> [REQUIREMENT]
Can you arrange every line of the data below as a Markdown table with the columns Row and Text, numbering the lines in order and leaving out blank lines?

> [DATASET EXTRACT]
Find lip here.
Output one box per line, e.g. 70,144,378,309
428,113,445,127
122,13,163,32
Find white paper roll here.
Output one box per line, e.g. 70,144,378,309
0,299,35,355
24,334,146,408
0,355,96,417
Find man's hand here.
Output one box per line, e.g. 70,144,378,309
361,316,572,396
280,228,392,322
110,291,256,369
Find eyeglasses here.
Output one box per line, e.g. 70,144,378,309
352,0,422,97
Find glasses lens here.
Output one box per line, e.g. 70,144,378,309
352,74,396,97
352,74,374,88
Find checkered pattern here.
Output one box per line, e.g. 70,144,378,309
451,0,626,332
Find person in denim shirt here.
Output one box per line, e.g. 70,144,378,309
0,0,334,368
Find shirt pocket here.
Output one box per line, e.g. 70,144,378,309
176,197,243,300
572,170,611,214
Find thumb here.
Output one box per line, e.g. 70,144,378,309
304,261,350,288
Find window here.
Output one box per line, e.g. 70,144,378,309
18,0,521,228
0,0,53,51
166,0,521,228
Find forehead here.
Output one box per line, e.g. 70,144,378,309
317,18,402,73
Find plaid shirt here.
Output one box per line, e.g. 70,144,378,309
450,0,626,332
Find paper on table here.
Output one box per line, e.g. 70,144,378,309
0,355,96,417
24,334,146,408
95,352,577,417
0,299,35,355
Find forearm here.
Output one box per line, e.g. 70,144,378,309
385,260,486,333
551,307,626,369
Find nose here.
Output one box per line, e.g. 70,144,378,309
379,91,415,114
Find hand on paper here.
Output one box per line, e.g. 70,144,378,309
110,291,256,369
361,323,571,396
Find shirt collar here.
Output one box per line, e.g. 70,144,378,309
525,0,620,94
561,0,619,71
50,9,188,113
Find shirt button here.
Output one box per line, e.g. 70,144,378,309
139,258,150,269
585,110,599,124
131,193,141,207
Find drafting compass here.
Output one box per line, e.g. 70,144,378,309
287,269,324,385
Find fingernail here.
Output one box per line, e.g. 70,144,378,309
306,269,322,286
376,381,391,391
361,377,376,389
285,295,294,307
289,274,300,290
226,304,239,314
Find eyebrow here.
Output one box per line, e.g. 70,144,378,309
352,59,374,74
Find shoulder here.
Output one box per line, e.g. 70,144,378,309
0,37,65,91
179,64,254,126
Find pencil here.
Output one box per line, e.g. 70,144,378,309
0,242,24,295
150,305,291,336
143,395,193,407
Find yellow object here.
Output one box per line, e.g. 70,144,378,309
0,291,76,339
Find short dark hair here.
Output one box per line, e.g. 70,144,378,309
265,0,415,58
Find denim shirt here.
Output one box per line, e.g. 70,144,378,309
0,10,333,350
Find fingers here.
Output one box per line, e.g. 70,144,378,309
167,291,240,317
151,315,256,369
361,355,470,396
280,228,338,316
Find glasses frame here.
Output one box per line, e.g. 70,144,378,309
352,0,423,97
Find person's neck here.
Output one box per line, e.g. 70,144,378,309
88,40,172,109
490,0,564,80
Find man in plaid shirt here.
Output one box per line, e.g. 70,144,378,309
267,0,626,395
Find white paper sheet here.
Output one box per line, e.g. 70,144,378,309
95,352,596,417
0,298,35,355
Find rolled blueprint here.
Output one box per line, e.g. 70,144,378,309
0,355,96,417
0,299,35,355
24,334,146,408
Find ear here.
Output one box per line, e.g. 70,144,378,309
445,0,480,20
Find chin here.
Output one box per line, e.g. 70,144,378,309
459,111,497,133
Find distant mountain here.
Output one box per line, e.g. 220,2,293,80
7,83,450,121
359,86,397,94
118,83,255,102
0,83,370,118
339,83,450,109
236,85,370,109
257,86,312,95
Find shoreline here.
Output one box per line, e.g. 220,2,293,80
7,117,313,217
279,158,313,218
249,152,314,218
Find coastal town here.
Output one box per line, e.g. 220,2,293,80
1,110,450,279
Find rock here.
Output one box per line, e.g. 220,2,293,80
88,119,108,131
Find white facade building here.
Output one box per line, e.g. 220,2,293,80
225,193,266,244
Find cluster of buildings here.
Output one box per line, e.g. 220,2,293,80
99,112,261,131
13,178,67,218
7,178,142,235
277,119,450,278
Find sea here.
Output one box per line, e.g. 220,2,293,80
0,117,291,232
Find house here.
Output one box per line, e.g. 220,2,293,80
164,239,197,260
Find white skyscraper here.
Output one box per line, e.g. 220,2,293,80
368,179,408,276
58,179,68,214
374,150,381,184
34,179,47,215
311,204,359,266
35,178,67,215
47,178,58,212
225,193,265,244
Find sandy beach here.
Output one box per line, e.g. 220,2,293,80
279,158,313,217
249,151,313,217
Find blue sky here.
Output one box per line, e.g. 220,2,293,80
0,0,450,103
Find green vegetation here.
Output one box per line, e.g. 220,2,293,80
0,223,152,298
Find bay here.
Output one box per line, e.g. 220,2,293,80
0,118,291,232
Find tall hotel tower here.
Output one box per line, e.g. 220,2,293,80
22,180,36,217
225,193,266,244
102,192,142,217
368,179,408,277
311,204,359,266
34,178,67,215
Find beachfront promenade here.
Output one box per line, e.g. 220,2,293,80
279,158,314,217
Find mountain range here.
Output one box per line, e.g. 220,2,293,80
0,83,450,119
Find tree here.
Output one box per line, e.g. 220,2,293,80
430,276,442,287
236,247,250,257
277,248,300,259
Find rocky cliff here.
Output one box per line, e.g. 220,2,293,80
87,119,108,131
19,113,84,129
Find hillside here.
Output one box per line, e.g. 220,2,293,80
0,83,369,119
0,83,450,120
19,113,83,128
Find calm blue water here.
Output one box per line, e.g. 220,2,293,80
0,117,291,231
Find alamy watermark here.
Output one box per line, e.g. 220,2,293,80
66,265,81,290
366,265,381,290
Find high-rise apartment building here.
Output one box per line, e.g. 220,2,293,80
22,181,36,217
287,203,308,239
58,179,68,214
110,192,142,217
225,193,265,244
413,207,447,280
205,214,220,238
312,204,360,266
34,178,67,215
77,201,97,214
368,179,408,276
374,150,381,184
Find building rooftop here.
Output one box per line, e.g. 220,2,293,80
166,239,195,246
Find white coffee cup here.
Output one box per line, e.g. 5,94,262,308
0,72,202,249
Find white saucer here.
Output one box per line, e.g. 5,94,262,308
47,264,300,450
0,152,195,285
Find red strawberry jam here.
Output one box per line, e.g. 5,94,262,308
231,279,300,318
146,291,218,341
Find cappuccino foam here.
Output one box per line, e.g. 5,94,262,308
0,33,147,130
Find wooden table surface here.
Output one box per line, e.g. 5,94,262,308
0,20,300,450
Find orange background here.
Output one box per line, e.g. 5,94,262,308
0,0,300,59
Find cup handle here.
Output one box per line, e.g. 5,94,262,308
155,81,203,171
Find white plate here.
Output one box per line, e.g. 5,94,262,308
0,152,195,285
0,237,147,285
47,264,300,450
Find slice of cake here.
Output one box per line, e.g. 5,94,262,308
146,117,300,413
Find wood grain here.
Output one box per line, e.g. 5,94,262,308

> [EXERCISE RESPONSE]
| Row | Text |
|---|---|
| 1 | Find lip here. |
| 2 | Output one box per line, e.g. 70,144,378,309 |
| 3 | 428,113,445,127 |
| 4 | 122,13,163,32 |
| 5 | Find white paper roll here. |
| 6 | Output one box per line, e.g. 70,144,378,309 |
| 7 | 0,299,35,355 |
| 8 | 24,334,146,408 |
| 9 | 0,355,96,417 |
| 10 | Find man's hand here. |
| 11 | Output one box per line, e.g. 70,144,378,309 |
| 12 | 361,316,572,396 |
| 13 | 280,228,392,322 |
| 14 | 110,291,256,369 |
| 15 | Find eyeglasses here. |
| 16 | Output one box per line, e.g. 70,144,378,309 |
| 17 | 352,0,422,97 |
| 18 | Find glasses lens here. |
| 19 | Output one box per line, e.g. 70,144,378,309 |
| 20 | 352,74,396,97 |
| 21 | 352,74,374,88 |
| 22 | Find checkered pattern here. |
| 23 | Output one box per line, e.g. 70,144,378,309 |
| 24 | 451,0,626,332 |
| 25 | Find person in denim shirt here. |
| 26 | Output one box per line, e.g. 70,144,378,309 |
| 27 | 0,0,334,368 |
| 28 | Find shirt pocket here. |
| 29 | Output one box per line, e.g. 70,144,378,309 |
| 30 | 176,197,243,300 |
| 31 | 572,170,611,214 |
| 32 | Find thumb here. |
| 33 | Output one box per line, e.g. 70,144,378,309 |
| 34 | 304,261,350,288 |
| 35 | Find window here. |
| 36 | Output one box per line, e.g. 70,144,378,309 |
| 37 | 18,0,521,228 |
| 38 | 0,0,53,51 |
| 39 | 166,0,521,228 |
| 40 | Find forehead here. |
| 41 | Output one box per line, e.g. 70,144,378,309 |
| 42 | 317,18,402,73 |
| 43 | Find plaid shirt here. |
| 44 | Output one box per line, e.g. 70,144,378,309 |
| 45 | 450,0,626,332 |
| 46 | Find paper on table here. |
| 47 | Output one box per line, e.g. 70,144,378,309 |
| 48 | 0,355,96,417 |
| 49 | 24,334,146,408 |
| 50 | 95,352,577,417 |
| 51 | 0,299,35,355 |
| 52 | Find forearm here. |
| 53 | Output one box per line, e.g. 70,144,378,309 |
| 54 | 385,260,486,333 |
| 55 | 551,307,626,369 |
| 56 | Find nose here. |
| 57 | Output one box per line, e.g. 70,144,378,309 |
| 58 | 379,91,415,114 |
| 59 | Find hand on paper here. |
| 60 | Output one box per line, e.g. 70,144,378,309 |
| 61 | 110,291,256,369 |
| 62 | 361,323,571,396 |
| 63 | Find shirt collar here. |
| 64 | Output one box per line, e.g. 70,144,378,309 |
| 65 | 525,0,620,94 |
| 66 | 561,0,619,71 |
| 67 | 50,9,188,113 |
| 68 | Find shirt button here. |
| 69 | Output one box per line, e.g. 70,144,378,309 |
| 70 | 139,258,150,269 |
| 71 | 585,110,599,124 |
| 72 | 131,193,141,207 |
| 73 | Find drafting compass here. |
| 74 | Output one box per line, e.g. 70,144,378,309 |
| 75 | 287,269,324,385 |
| 76 | Find fingernail here. |
| 77 | Output one box per line, e.g. 70,144,378,309 |
| 78 | 306,269,322,286 |
| 79 | 376,381,391,391 |
| 80 | 361,377,376,389 |
| 81 | 285,295,294,307 |
| 82 | 289,274,300,290 |
| 83 | 226,304,239,314 |
| 84 | Find eyebrow here. |
| 85 | Output one box per line, e.g. 70,144,378,309 |
| 86 | 352,59,374,74 |
| 87 | Find shoulder here. |
| 88 | Output one box per line, e.g. 70,144,378,309 |
| 89 | 0,37,65,91 |
| 90 | 179,64,254,126 |
| 91 | Find pencil here. |
| 92 | Output one box per line, e.g. 70,144,378,309 |
| 93 | 0,242,24,295 |
| 94 | 150,305,291,336 |
| 95 | 143,395,193,407 |
| 96 | Find yellow object here. |
| 97 | Output one box per line, e.g. 70,144,378,309 |
| 98 | 0,291,76,339 |
| 99 | Find short dark hair here. |
| 100 | Output one box per line, e.g. 70,144,378,309 |
| 101 | 265,0,415,58 |
| 102 | Find denim shirt here. |
| 103 | Output one box per line, e.g. 70,144,378,309 |
| 104 | 0,10,333,350 |
| 105 | Find fingers here. |
| 106 | Output one box per line, e.g. 70,144,378,309 |
| 107 | 167,291,240,317 |
| 108 | 151,315,256,369 |
| 109 | 361,355,470,396 |
| 110 | 280,228,338,316 |
| 111 | Find glasses frame here. |
| 112 | Output one box per line, e.g. 70,144,378,309 |
| 113 | 352,0,423,97 |
| 114 | Find person's neck here. |
| 115 | Output one box per line, e.g. 70,144,378,309 |
| 116 | 88,40,172,109 |
| 117 | 490,0,564,80 |
| 118 | Find man in plaid shirt here. |
| 119 | Output one box per line, e.g. 70,144,378,309 |
| 120 | 267,0,626,395 |
| 121 | Find white paper sheet here. |
| 122 | Output one box per line, e.g. 70,144,378,309 |
| 123 | 95,352,596,417 |
| 124 | 0,298,35,355 |
| 125 | Find rolled blueprint here. |
| 126 | Output one box per line, e.g. 70,144,378,309 |
| 127 | 0,355,96,417 |
| 128 | 0,299,35,355 |
| 129 | 24,334,146,408 |
| 130 | Find ear here. |
| 131 | Output one box per line, e.g. 70,144,378,309 |
| 132 | 445,0,480,20 |
| 133 | Find chin here. |
| 134 | Output one box per line, e.g. 70,144,378,309 |
| 135 | 459,111,497,133 |
| 136 | Find distant mountain here. |
| 137 | Output one box per line, e.g. 220,2,293,80 |
| 138 | 7,83,450,121 |
| 139 | 359,86,397,94 |
| 140 | 118,83,255,102 |
| 141 | 0,83,370,118 |
| 142 | 339,83,450,109 |
| 143 | 236,85,370,109 |
| 144 | 257,86,312,95 |
| 145 | Find shoreline here. |
| 146 | Output one box per line, e.g. 220,2,293,80 |
| 147 | 7,117,313,217 |
| 148 | 279,158,313,218 |
| 149 | 249,152,314,218 |
| 150 | Find coastal town here. |
| 151 | Output one box per line, e.g. 220,2,293,80 |
| 152 | 1,110,450,279 |
| 153 | Find rock here. |
| 154 | Output one box per line, e.g. 220,2,293,80 |
| 155 | 88,119,108,131 |
| 156 | Find white facade building here. |
| 157 | Output one box per line, e.g. 220,2,293,80 |
| 158 | 225,193,266,244 |
| 159 | Find cluster of buildings here. |
| 160 | Output one box per line, e.g. 220,2,293,80 |
| 161 | 99,112,261,131 |
| 162 | 13,178,67,218 |
| 163 | 7,178,142,235 |
| 164 | 277,119,450,278 |
| 165 | Find sea here. |
| 166 | Output one box per line, e.g. 220,2,293,80 |
| 167 | 0,117,291,232 |
| 168 | Find house here. |
| 169 | Output one box per line, e.g. 220,2,293,80 |
| 170 | 164,239,197,260 |
| 171 | Find white skyscraper here. |
| 172 | Output one box per line, e.g. 220,2,293,80 |
| 173 | 368,179,408,276 |
| 174 | 58,179,68,214 |
| 175 | 374,150,381,184 |
| 176 | 34,179,47,215 |
| 177 | 311,204,359,266 |
| 178 | 35,178,67,215 |
| 179 | 47,178,58,212 |
| 180 | 225,193,265,244 |
| 181 | Find sandy beach here. |
| 182 | Output one box per line, e.g. 220,2,293,80 |
| 183 | 279,158,313,217 |
| 184 | 249,151,313,217 |
| 185 | Find blue sky here. |
| 186 | Output one box per line, e.g. 220,2,293,80 |
| 187 | 0,0,450,103 |
| 188 | Find green vegetation here. |
| 189 | Output one box per line, e.g. 220,2,293,80 |
| 190 | 0,223,152,298 |
| 191 | Find bay here. |
| 192 | Output one box per line, e.g. 220,2,293,80 |
| 193 | 0,118,291,232 |
| 194 | Find tall hotel tower here. |
| 195 | Output one box per line, e.g. 220,2,293,80 |
| 196 | 22,180,36,217 |
| 197 | 225,193,266,244 |
| 198 | 102,192,142,217 |
| 199 | 368,179,408,277 |
| 200 | 311,204,359,266 |
| 201 | 34,178,67,215 |
| 202 | Find beachfront promenade here. |
| 203 | Output one box per line, e.g. 220,2,293,80 |
| 204 | 279,158,314,217 |
| 205 | Find mountain range here. |
| 206 | Output one box per line, e.g. 220,2,293,80 |
| 207 | 0,83,450,119 |
| 208 | Find tree here. |
| 209 | Output one box per line, e.g. 220,2,293,80 |
| 210 | 430,276,442,287 |
| 211 | 236,247,250,257 |
| 212 | 277,248,300,259 |
| 213 | Find rocky cliff here. |
| 214 | Output one box per line, e.g. 220,2,293,80 |
| 215 | 87,119,108,131 |
| 216 | 19,113,84,129 |
| 217 | Find hillside here. |
| 218 | Output one box per line, e.g. 220,2,293,80 |
| 219 | 0,83,369,119 |
| 220 | 0,83,450,120 |
| 221 | 19,113,83,128 |
| 222 | Find calm blue water here. |
| 223 | Output one box per line, e.g. 220,2,293,80 |
| 224 | 0,117,291,231 |
| 225 | Find alamy watermark here. |
| 226 | Output one box per line, e.g. 220,2,293,80 |
| 227 | 66,265,81,290 |
| 228 | 366,265,381,290 |
| 229 | Find high-rise apartment building here. |
| 230 | Output one box per line, e.g. 220,2,293,80 |
| 231 | 22,181,36,217 |
| 232 | 287,203,308,239 |
| 233 | 58,179,68,214 |
| 234 | 110,192,142,217 |
| 235 | 225,193,265,244 |
| 236 | 413,207,447,280 |
| 237 | 205,214,220,238 |
| 238 | 312,204,360,266 |
| 239 | 34,178,67,215 |
| 240 | 77,201,97,214 |
| 241 | 368,179,408,276 |
| 242 | 374,150,381,184 |
| 243 | Find building rooftop here. |
| 244 | Output one box per line, e.g. 220,2,293,80 |
| 245 | 166,239,195,246 |
| 246 | Find white coffee cup here. |
| 247 | Output one box per line, e.g. 5,94,262,308 |
| 248 | 0,72,202,249 |
| 249 | Find white saucer here. |
| 250 | Output one box per line, e.g. 5,94,262,308 |
| 251 | 47,264,300,450 |
| 252 | 0,152,195,285 |
| 253 | Find red strawberry jam here. |
| 254 | Output one box per line, e.g. 5,94,262,308 |
| 255 | 231,279,300,318 |
| 256 | 146,291,218,341 |
| 257 | Find cappuccino foam here. |
| 258 | Output one box per line, e.g. 5,94,262,308 |
| 259 | 0,33,147,130 |
| 260 | Find wooden table surface here. |
| 261 | Output one box per line, e.g. 5,94,262,308 |
| 262 | 0,20,300,450 |
| 263 | Find orange background here. |
| 264 | Output one box per line, e.g. 5,94,262,308 |
| 265 | 0,0,300,59 |
| 266 | Find cup handle here. |
| 267 | Output one box per line, e.g. 5,94,262,308 |
| 268 | 155,81,203,171 |
| 269 | Find white plate here. |
| 270 | Output one box per line, e.g. 5,94,262,308 |
| 271 | 0,152,195,285 |
| 272 | 0,237,147,285 |
| 273 | 47,264,300,450 |
| 274 | Find slice of cake here. |
| 275 | Output one box per line, e.g. 5,94,262,308 |
| 276 | 146,117,300,413 |
| 277 | Find wood grain here. |
| 278 | Output one box per line, e.g. 5,94,262,308 |